Reproduce verbatim the portion of the passage on document clustering between "Clustering methods. In" and "of our experiments.", inclusive.

# Start of Excerpted passage

In our experiments with wt2g we found that the clustering always tended to produce a single large cluster, with over half of the documents. Many of the documents in the large cluster were extremely short; around 70,000 had fewer than 10 tokens, all in the largest cluster. When we re-clustered without these short documents, roughly the same clusters were formed, except for the large cluster which was somewhat reduced. We report results on both the original wt2g and the reduced version without the short documents, wt2g-c.

Clustering methods. In all of our experiments we use k-means clustering.Footnote 1 As discussed, other approaches are not always practical, but in any case our goal here is not to establish the best possible clustering method, but to explore how variation in how documents are clustered is susceptible to measurement. We set the maximum number of iterations to 300 as k-means clustering does not always converge.

Our approach is to first use the Elbow method, with polynomial regression with an order of 10,Footnote 2 to establish a reasonable choice of k, which is then fixed for the remainder of our experiments.

# End of Excerpted passage
# Start of Information provided

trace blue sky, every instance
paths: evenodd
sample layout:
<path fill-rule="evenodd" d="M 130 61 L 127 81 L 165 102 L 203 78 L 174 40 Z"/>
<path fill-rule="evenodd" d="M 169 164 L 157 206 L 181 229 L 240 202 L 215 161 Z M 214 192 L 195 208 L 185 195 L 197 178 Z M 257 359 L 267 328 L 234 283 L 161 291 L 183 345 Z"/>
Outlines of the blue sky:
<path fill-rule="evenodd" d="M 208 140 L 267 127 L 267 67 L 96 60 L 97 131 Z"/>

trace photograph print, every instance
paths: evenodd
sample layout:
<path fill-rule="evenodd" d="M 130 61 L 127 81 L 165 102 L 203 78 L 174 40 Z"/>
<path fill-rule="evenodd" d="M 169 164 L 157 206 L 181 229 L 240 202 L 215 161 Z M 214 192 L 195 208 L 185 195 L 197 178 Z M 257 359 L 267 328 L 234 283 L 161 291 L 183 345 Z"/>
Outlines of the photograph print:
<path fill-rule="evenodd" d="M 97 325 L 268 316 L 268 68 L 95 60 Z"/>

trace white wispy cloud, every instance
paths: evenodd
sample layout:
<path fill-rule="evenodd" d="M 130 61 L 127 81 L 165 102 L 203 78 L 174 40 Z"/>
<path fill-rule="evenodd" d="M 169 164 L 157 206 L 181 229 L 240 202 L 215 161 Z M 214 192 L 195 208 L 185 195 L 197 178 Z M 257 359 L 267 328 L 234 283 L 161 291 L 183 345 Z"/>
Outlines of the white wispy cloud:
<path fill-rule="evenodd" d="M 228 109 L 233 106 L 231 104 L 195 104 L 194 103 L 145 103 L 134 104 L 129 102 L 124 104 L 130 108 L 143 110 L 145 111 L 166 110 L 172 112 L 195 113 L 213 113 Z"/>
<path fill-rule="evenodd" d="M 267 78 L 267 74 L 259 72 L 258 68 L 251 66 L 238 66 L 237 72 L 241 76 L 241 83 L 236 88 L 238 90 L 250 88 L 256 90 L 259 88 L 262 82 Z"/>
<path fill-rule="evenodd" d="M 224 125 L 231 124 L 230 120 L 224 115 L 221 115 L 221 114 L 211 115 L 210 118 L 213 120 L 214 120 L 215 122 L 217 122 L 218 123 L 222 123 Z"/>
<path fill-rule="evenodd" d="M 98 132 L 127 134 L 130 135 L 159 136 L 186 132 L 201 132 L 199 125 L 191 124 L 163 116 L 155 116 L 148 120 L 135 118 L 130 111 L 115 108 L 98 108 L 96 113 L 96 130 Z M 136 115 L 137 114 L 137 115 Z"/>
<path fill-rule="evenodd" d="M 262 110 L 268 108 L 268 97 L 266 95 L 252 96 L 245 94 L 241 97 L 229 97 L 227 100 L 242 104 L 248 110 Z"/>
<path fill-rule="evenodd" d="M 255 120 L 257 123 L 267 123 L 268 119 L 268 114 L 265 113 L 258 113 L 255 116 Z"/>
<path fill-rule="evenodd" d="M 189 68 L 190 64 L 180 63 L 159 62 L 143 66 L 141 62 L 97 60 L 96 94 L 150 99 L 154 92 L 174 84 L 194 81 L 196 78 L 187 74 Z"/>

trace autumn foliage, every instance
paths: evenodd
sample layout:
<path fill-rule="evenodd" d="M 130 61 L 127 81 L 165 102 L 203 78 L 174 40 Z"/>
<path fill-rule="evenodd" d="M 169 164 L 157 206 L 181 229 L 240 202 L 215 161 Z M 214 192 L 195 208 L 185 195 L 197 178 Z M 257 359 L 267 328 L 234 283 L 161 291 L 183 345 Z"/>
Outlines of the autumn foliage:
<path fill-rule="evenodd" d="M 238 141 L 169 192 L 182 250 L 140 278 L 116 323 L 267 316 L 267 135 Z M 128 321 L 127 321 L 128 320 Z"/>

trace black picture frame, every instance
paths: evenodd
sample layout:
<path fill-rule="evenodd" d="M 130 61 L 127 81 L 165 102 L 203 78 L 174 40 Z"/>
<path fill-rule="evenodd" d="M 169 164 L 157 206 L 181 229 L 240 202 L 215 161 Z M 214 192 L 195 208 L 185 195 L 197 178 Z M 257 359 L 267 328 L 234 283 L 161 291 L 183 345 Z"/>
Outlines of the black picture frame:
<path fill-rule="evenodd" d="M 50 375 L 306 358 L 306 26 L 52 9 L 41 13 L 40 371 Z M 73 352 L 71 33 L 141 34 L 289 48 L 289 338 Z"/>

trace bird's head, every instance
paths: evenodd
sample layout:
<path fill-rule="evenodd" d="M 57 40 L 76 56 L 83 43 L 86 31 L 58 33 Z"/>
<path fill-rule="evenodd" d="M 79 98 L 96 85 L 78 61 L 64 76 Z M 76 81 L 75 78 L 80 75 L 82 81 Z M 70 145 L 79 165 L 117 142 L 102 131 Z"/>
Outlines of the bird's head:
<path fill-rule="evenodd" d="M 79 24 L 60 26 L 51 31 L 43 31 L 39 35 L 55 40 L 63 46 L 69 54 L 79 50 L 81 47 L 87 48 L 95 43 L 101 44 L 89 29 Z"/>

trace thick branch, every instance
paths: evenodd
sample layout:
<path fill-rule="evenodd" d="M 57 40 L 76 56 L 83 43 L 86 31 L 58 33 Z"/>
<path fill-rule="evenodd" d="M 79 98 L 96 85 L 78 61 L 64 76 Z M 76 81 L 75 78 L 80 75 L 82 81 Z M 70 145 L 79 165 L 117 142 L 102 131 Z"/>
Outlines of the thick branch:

# End of Information provided

- Response:
Clustering methods. In all of our experiments we use k-means clustering.Footnote 1 As discussed, other approaches are not always practical, but in any case our goal here is not to establish the best possible clustering method, but to explore how variation in how documents are clustered is susceptible to measurement. We set the maximum number of iterations to 300 as k-means clustering does not always converge.

Our approach is to first use the Elbow method, with polynomial regression with an order of 10,Footnote 2 to establish a reasonable choice of k, which is then fixed for the remainder of our experiments.